> _PROBLEM DETAILS_
Filter the records below and copy every line that contains the word "white", treating uppercase and lowercase as different.

> _AVAILABLE DATA_
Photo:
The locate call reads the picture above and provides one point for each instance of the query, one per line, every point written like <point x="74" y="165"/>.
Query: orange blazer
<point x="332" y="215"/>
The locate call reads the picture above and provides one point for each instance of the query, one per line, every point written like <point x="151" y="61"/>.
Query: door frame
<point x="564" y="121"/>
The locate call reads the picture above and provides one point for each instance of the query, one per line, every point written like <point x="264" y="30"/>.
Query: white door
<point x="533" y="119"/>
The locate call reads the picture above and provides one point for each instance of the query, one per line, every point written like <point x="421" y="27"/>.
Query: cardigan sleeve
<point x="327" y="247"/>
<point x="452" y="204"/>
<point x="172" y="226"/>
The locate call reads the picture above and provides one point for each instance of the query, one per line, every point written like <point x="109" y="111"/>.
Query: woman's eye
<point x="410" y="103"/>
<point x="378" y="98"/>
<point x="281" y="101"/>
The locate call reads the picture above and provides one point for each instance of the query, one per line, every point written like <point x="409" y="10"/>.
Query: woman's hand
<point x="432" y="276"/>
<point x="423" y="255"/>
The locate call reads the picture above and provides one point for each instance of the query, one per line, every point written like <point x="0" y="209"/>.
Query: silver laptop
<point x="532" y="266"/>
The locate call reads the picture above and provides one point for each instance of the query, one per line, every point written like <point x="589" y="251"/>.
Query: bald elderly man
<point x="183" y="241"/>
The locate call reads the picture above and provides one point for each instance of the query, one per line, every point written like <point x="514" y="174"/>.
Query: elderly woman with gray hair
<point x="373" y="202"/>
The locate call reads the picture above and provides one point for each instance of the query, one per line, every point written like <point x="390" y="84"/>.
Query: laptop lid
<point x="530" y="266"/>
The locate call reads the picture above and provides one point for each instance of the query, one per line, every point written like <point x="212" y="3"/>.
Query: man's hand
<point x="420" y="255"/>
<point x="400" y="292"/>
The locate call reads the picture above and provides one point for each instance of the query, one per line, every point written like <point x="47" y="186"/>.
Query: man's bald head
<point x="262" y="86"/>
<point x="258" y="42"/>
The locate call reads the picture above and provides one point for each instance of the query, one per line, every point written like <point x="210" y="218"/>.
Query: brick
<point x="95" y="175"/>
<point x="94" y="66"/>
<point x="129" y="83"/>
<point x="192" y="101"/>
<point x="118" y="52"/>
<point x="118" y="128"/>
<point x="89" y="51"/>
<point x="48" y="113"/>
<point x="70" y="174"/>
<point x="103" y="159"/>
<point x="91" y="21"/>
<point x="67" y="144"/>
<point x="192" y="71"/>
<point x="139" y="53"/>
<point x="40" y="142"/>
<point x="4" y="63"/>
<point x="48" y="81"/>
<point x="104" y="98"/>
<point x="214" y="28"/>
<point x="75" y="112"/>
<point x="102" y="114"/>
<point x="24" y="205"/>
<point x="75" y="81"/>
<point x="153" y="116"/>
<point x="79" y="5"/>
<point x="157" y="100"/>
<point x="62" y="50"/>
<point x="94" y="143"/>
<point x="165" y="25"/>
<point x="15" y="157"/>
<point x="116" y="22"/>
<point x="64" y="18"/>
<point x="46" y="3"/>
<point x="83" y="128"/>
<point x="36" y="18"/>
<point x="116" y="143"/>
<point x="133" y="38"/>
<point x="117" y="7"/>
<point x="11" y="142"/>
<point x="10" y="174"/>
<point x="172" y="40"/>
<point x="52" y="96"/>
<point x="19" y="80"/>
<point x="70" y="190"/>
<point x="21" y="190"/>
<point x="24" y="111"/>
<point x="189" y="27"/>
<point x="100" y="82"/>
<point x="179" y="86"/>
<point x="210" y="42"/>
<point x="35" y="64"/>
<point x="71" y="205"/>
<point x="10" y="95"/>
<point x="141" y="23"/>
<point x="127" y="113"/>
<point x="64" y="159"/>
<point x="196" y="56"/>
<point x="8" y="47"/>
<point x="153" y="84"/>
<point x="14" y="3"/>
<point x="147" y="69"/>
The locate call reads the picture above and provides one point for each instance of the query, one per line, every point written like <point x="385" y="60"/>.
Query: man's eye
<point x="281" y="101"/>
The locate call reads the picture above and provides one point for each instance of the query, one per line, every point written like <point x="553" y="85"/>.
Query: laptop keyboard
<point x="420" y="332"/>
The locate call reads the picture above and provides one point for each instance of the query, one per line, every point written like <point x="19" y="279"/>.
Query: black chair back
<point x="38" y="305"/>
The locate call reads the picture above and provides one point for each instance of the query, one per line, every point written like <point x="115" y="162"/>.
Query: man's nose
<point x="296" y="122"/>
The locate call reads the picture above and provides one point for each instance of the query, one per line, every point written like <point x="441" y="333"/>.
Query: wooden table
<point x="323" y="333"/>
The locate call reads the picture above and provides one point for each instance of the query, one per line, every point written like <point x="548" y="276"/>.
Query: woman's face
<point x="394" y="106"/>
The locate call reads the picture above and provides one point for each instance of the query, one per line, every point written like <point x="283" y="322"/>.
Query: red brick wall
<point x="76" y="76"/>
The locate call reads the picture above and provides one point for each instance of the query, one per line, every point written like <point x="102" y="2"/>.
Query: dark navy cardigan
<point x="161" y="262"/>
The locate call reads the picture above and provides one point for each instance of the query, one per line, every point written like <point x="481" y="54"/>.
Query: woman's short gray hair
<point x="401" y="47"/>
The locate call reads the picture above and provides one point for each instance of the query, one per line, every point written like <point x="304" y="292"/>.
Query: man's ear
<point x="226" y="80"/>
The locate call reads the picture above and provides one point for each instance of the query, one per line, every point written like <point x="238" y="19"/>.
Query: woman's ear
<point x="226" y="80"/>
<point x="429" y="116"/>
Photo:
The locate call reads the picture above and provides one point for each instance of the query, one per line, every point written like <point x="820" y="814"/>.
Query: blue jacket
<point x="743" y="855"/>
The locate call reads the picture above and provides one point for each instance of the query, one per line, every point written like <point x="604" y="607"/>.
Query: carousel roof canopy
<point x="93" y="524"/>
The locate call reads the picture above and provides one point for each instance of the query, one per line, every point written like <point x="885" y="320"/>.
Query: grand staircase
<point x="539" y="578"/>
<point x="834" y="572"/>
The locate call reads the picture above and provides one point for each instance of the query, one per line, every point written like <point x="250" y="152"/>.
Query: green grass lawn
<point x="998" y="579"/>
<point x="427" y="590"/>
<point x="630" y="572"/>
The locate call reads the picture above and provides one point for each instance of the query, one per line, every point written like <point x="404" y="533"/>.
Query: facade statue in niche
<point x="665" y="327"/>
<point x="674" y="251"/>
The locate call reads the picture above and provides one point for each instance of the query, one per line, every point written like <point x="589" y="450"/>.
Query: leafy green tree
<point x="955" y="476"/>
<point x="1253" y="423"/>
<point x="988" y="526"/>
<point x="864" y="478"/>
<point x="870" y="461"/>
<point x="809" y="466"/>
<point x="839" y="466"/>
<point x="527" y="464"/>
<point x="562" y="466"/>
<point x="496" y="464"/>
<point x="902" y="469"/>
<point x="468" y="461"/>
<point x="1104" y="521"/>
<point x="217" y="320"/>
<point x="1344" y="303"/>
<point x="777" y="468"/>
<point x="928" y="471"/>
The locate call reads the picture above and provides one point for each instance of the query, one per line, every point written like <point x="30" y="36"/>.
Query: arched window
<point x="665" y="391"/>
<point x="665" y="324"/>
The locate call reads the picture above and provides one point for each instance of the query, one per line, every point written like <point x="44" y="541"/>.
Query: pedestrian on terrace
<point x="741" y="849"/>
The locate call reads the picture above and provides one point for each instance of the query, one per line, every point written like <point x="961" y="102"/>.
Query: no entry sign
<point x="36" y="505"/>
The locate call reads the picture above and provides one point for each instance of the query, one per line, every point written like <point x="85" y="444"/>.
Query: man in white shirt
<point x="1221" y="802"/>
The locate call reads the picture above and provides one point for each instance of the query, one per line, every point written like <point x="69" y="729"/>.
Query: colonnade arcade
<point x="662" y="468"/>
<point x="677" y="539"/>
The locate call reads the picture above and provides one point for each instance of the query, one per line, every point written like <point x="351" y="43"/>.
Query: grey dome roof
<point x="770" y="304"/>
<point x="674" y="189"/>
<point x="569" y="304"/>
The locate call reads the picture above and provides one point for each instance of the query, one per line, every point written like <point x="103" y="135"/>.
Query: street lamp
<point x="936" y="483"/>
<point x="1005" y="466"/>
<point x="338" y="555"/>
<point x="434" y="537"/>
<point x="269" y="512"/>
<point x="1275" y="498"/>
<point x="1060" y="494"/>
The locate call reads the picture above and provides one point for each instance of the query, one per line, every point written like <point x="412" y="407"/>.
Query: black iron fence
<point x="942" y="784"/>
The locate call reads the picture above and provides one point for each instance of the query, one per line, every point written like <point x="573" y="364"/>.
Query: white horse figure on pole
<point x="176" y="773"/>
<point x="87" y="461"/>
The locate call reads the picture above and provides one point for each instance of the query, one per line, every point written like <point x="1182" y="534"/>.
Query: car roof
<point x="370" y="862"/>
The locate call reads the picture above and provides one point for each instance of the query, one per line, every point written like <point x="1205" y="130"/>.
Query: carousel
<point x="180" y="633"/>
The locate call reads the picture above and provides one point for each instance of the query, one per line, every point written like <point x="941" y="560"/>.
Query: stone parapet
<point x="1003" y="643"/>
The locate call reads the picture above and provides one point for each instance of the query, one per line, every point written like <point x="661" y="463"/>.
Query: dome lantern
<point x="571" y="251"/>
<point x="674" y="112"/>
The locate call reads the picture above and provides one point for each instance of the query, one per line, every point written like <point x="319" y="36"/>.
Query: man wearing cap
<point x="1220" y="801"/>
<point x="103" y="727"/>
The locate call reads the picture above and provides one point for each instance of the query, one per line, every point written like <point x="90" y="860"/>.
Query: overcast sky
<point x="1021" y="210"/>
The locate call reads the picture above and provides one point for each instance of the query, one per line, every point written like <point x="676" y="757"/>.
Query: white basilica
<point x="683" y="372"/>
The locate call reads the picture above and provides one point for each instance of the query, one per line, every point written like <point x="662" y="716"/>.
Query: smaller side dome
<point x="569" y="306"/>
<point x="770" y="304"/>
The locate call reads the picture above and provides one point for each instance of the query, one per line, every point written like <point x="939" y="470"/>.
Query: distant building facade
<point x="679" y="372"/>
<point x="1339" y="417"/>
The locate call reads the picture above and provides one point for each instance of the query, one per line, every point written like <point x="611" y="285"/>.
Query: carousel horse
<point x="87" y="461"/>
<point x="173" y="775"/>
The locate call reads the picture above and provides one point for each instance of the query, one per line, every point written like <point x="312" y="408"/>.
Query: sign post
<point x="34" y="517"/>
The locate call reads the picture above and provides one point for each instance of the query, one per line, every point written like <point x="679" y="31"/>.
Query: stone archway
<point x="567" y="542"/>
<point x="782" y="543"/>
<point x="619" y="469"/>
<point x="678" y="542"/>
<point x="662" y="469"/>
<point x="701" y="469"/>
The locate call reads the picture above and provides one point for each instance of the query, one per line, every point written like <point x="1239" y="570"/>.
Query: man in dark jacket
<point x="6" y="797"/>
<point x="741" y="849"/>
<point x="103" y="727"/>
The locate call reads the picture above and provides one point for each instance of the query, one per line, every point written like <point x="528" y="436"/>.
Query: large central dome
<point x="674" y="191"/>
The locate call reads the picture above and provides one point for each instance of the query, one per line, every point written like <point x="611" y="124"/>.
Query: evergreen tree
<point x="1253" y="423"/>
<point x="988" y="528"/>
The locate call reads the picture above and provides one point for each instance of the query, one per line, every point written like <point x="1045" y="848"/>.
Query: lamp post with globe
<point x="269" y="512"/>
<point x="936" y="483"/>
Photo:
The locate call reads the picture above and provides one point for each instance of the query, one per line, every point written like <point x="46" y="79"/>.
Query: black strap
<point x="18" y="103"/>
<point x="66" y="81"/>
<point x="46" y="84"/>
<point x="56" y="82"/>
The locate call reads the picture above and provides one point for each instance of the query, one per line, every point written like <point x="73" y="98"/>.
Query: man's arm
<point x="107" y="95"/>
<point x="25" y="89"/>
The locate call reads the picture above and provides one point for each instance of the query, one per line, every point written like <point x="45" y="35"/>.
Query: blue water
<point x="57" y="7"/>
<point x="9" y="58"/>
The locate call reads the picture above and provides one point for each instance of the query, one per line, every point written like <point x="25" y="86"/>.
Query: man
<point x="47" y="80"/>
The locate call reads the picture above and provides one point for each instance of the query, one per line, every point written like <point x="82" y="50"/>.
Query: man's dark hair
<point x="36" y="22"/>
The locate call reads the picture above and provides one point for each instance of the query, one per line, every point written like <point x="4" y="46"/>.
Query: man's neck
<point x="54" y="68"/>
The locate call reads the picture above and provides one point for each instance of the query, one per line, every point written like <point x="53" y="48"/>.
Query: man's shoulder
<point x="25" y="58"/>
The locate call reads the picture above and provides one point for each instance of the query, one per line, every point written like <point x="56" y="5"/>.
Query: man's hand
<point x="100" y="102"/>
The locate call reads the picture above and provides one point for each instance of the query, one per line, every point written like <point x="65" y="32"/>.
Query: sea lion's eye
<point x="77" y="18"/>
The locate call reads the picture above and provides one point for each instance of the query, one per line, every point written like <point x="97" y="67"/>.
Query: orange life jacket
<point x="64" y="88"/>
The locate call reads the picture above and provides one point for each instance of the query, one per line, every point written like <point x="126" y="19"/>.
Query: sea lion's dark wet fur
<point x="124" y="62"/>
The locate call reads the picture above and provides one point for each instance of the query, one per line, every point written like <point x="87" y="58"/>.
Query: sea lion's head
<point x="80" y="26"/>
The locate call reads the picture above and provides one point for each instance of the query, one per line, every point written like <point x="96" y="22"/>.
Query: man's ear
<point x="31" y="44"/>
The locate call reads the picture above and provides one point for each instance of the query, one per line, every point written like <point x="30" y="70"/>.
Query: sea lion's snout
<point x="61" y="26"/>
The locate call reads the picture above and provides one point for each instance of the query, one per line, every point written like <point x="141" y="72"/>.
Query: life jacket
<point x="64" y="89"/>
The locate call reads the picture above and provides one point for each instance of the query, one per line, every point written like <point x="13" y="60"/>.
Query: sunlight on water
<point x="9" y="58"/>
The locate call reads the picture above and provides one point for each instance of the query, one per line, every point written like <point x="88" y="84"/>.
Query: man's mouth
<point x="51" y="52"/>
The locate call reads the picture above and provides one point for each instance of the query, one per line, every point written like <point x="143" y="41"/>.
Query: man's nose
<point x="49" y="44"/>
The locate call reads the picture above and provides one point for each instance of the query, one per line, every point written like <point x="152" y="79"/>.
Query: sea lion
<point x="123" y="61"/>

> _RESULT FOR THIS TASK_
Query: white door
Query: man in white shirt
Query: white horse figure on pole
Query: white basilica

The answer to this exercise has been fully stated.